WHAT YOU NEED TO DO - The required result is the exact run of lines beginning at the one containing "# point at: name badge (one per instance)" and ending at the last line of the entries.

SUPPLIED ENTRIES -
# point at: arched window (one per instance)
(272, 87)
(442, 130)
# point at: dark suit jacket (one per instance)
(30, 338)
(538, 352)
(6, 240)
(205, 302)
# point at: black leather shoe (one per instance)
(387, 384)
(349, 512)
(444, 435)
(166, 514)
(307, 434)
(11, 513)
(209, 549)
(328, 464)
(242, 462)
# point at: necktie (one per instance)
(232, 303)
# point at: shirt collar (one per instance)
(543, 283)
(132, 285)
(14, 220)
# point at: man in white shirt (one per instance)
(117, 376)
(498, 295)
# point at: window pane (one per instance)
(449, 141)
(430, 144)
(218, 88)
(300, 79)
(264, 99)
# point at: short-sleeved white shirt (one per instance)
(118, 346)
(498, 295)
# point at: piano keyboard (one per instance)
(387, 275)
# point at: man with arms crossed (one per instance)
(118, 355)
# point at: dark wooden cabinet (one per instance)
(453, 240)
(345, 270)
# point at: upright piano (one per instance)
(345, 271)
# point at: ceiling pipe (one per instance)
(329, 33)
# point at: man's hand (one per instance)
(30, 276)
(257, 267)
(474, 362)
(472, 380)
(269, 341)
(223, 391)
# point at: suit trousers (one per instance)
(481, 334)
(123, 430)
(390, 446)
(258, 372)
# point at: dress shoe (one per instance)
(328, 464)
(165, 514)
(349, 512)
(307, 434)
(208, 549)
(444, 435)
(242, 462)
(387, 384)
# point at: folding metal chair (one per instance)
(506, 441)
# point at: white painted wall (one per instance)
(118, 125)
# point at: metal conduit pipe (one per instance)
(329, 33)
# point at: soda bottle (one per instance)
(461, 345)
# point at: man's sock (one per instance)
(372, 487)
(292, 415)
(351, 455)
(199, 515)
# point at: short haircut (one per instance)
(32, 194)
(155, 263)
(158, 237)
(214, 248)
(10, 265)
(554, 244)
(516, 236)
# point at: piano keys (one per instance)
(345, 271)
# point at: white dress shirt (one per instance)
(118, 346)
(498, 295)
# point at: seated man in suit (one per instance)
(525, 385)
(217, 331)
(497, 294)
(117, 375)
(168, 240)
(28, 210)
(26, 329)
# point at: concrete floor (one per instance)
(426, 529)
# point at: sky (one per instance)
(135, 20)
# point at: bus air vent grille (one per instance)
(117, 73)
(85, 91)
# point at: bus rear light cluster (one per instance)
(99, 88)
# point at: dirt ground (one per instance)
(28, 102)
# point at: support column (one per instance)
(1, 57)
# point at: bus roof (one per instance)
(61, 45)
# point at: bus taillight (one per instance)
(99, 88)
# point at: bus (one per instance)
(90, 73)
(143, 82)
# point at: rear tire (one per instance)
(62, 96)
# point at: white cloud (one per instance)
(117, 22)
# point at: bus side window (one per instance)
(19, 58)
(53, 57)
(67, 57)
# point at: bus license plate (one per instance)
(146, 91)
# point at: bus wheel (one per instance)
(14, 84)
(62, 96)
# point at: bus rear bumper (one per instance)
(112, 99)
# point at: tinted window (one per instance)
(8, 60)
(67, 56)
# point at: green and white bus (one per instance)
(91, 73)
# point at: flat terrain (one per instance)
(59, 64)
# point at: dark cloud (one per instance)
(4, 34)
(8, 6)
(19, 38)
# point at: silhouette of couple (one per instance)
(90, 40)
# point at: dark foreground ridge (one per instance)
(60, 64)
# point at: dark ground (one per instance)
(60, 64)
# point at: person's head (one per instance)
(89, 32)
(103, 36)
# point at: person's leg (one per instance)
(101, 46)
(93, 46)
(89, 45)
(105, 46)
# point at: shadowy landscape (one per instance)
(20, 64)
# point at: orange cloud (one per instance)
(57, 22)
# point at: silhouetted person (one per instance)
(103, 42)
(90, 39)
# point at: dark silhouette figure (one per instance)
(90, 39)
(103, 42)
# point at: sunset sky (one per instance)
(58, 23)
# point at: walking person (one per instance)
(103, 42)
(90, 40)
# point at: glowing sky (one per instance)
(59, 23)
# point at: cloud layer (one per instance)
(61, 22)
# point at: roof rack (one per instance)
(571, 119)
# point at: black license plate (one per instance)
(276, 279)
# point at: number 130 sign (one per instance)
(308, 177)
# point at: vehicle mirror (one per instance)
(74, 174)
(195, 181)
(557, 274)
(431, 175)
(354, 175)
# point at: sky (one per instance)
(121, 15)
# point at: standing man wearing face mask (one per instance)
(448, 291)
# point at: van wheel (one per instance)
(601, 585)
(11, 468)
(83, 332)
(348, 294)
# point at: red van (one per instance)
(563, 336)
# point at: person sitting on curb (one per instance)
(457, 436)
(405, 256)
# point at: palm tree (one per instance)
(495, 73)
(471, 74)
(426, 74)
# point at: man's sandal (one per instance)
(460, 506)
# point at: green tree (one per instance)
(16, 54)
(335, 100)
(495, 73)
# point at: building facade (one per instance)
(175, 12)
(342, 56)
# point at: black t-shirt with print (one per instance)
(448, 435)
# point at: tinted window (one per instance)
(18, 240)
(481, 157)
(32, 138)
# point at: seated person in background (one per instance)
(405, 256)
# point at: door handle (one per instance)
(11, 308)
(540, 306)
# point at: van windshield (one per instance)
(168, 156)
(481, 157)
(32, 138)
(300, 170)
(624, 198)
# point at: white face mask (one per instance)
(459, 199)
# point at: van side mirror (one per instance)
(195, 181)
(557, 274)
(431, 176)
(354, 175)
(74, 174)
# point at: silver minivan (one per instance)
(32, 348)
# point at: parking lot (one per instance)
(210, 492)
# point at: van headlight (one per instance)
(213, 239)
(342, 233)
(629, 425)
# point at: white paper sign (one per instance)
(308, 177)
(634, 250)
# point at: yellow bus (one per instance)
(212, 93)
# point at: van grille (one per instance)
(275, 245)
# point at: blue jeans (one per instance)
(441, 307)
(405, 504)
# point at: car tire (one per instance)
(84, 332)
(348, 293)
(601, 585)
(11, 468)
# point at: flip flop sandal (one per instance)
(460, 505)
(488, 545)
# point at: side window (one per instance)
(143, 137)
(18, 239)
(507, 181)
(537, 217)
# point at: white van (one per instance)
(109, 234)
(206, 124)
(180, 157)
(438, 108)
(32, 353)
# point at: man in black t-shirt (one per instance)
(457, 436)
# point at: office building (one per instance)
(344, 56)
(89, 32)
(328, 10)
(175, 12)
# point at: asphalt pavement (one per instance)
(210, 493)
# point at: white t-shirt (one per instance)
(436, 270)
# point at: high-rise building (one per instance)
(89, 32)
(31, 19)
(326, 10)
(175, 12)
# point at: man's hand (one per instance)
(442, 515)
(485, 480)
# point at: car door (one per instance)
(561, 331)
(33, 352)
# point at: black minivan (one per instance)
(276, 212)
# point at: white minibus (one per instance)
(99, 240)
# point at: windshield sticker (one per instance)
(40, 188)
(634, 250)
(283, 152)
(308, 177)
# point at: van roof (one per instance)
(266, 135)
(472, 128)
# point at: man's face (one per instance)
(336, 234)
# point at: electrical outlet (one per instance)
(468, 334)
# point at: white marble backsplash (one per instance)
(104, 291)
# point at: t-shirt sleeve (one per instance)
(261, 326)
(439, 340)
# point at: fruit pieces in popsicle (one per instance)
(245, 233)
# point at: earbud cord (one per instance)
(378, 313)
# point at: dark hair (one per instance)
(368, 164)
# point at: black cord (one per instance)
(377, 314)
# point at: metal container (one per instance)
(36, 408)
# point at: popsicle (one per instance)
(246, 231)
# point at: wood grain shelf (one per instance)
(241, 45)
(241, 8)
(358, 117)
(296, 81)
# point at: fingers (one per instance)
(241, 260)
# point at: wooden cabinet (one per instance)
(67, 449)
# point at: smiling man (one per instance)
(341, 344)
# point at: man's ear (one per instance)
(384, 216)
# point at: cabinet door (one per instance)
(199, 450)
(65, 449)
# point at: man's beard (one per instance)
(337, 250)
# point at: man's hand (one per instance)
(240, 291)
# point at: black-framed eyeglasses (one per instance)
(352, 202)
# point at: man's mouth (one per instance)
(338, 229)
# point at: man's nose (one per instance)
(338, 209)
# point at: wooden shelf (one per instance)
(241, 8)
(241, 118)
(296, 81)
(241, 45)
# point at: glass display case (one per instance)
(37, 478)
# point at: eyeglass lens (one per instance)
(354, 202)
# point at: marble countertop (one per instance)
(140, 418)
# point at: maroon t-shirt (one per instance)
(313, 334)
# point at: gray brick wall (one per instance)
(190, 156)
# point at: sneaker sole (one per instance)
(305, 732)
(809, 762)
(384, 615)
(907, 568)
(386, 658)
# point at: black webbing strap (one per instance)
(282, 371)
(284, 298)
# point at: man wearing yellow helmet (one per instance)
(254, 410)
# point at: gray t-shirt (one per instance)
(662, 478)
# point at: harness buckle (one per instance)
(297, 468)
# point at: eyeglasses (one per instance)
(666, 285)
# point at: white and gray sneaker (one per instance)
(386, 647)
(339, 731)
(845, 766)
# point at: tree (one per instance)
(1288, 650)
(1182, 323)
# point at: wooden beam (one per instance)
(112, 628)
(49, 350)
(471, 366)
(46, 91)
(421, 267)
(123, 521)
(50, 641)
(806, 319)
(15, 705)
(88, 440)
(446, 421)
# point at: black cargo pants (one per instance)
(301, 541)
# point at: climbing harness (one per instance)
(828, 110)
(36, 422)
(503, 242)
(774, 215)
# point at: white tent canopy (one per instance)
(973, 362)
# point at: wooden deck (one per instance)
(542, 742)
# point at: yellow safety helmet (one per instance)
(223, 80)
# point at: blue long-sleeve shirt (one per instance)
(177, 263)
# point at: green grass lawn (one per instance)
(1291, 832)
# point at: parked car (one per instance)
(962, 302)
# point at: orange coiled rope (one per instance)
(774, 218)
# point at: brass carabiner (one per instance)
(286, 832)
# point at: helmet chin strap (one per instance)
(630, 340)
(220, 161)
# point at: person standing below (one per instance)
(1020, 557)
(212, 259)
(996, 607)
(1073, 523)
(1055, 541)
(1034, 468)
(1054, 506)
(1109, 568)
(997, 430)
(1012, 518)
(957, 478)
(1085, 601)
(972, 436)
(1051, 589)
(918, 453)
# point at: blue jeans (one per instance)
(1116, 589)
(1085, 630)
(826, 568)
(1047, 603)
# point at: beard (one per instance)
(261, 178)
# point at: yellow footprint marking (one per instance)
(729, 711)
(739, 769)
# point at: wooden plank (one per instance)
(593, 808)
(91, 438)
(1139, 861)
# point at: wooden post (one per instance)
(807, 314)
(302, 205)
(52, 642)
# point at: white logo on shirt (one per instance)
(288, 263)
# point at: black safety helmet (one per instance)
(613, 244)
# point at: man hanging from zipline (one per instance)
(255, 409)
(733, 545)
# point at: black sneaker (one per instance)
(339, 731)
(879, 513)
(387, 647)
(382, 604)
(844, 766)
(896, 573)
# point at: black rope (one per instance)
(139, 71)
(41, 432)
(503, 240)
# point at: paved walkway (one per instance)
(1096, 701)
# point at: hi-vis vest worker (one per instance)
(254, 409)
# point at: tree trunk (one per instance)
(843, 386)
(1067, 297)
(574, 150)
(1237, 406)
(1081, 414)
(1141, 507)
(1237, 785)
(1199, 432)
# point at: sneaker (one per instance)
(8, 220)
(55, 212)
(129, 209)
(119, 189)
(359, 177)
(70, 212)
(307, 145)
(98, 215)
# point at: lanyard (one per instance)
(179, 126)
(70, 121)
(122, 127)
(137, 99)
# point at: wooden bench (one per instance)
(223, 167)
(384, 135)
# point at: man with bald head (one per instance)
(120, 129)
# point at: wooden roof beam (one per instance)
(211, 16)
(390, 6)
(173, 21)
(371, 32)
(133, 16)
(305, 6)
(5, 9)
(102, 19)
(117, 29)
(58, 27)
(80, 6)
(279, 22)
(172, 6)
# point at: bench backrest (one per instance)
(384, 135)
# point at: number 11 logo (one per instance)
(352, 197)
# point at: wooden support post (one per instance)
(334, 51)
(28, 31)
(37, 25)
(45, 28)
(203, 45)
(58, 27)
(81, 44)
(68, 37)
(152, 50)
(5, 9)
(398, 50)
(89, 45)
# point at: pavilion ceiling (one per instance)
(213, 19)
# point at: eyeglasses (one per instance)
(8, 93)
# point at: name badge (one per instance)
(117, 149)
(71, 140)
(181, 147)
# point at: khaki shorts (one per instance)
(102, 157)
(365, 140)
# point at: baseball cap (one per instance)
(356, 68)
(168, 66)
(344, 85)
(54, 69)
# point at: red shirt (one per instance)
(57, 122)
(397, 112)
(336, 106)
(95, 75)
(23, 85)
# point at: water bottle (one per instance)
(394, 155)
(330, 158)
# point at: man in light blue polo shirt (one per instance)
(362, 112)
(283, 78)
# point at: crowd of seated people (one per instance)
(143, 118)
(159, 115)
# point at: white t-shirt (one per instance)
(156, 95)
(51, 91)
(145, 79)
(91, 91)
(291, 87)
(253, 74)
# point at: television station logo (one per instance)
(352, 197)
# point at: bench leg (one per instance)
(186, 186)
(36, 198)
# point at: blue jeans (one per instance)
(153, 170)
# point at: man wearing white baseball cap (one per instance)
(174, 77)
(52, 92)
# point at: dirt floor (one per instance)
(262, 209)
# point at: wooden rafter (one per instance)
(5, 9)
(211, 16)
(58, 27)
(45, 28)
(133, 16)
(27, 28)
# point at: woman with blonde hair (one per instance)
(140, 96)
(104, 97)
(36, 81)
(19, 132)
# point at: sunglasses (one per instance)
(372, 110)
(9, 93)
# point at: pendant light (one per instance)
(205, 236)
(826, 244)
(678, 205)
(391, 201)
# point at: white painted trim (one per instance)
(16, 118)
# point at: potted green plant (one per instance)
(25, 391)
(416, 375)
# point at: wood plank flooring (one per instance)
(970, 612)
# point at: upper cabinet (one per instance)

EXERCISE ANSWER -
# point at: name badge (one per instance)
(117, 149)
(71, 140)
(181, 147)
# point at: khaki shorts (one per instance)
(102, 157)
(365, 140)
# point at: baseball cap (one per instance)
(356, 68)
(168, 66)
(344, 85)
(54, 69)
# point at: red shirt (one per instance)
(57, 122)
(397, 112)
(336, 106)
(95, 75)
(23, 85)
# point at: water bottle (one per instance)
(394, 155)
(330, 158)
# point at: man in light blue polo shirt (one per instance)
(362, 112)
(283, 78)
# point at: crowd of seated people (one per instance)
(143, 118)
(159, 115)
# point at: white t-shirt (one per instance)
(156, 95)
(51, 91)
(145, 79)
(91, 91)
(291, 87)
(253, 74)
# point at: television station logo (one per instance)
(352, 197)
# point at: bench leg (one per instance)
(186, 186)
(36, 198)
# point at: blue jeans (one per instance)
(153, 170)
# point at: man wearing white baseball cap (one per instance)
(174, 77)
(52, 92)
# point at: dirt floor (one per instance)
(262, 209)
# point at: wooden rafter (one per instance)
(5, 9)
(211, 16)
(58, 27)
(45, 28)
(133, 16)
(27, 28)
# point at: woman with blonde hair (one per instance)
(140, 96)
(104, 97)
(36, 81)
(19, 132)
# point at: sunglasses (one per instance)
(372, 110)
(9, 93)
# point at: pendant light (one per instance)
(205, 236)
(826, 244)
(678, 205)
(391, 201)
# point at: white painted trim (one per instance)
(16, 118)
# point at: potted green plant (one per instance)
(25, 391)
(416, 375)
# point at: wood plank flooring (one per instance)
(970, 612)
# point at: upper cabinet (one per instance)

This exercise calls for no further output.